## YOUR GOAL
Rewrite the data below as a numbered list, starting at the line that contains "Task: point out every instance of the red lanyard" and continuing through the last line of the data, with both ends included. Leave out any blank lines.

## Entries from a dataset

— Start —

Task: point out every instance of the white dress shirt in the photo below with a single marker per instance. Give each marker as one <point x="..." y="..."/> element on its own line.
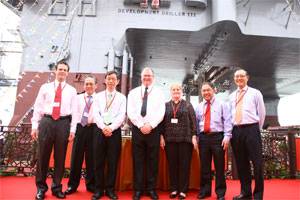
<point x="220" y="119"/>
<point x="116" y="109"/>
<point x="45" y="101"/>
<point x="82" y="100"/>
<point x="253" y="108"/>
<point x="155" y="106"/>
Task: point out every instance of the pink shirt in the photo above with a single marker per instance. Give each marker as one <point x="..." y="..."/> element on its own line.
<point x="45" y="101"/>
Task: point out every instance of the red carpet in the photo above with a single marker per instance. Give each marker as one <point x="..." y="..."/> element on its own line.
<point x="22" y="188"/>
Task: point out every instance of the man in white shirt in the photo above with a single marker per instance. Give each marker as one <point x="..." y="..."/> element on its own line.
<point x="82" y="146"/>
<point x="145" y="109"/>
<point x="1" y="144"/>
<point x="109" y="113"/>
<point x="53" y="125"/>
<point x="248" y="115"/>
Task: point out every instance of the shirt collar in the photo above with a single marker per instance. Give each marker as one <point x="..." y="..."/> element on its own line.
<point x="86" y="95"/>
<point x="108" y="92"/>
<point x="56" y="82"/>
<point x="149" y="87"/>
<point x="243" y="89"/>
<point x="211" y="101"/>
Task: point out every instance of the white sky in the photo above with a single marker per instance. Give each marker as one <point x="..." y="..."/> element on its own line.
<point x="288" y="108"/>
<point x="10" y="62"/>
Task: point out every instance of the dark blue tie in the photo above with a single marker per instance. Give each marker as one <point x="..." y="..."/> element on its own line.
<point x="84" y="119"/>
<point x="144" y="105"/>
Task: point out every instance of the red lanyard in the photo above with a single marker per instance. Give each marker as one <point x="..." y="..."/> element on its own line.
<point x="241" y="97"/>
<point x="205" y="105"/>
<point x="108" y="104"/>
<point x="57" y="86"/>
<point x="147" y="93"/>
<point x="87" y="105"/>
<point x="175" y="108"/>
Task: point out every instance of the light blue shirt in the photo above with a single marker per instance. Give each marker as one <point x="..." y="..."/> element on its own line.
<point x="253" y="108"/>
<point x="220" y="116"/>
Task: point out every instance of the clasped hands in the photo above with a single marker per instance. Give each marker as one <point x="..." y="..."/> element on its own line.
<point x="146" y="129"/>
<point x="107" y="131"/>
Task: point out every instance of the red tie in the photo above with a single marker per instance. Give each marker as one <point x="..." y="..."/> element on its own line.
<point x="207" y="118"/>
<point x="57" y="101"/>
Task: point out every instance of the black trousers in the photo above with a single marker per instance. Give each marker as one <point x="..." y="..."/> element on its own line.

— End —

## CORRECT RESPONSE
1. Task: point out every instance of the red lanyard in the photo above with a single marker per instance. Give each marker as one <point x="..." y="..."/> element on its own line.
2. <point x="241" y="97"/>
3. <point x="205" y="105"/>
4. <point x="108" y="104"/>
5. <point x="57" y="86"/>
6. <point x="147" y="93"/>
7. <point x="87" y="105"/>
8. <point x="175" y="108"/>
9. Task: point out every instance of the light blue shirt in the photo above with a single marker per instance. Give each marker as one <point x="..." y="..."/> element on its own line.
10. <point x="253" y="108"/>
11. <point x="220" y="116"/>
12. Task: point out every instance of the clasped hands in the photo above with a single marker per instance. Give each marker as one <point x="..." y="..."/> element on its own line.
13. <point x="146" y="129"/>
14. <point x="107" y="131"/>
15. Task: point out every instance of the red tie in the photo above with a single marker per instance. Give each marker as one <point x="..." y="..."/> element on its own line.
16. <point x="207" y="118"/>
17. <point x="57" y="101"/>
18. Task: point out every instance of the black trousers in the photo above with a single marker per instance. Give each marker as one <point x="..." y="..."/> element on its own line.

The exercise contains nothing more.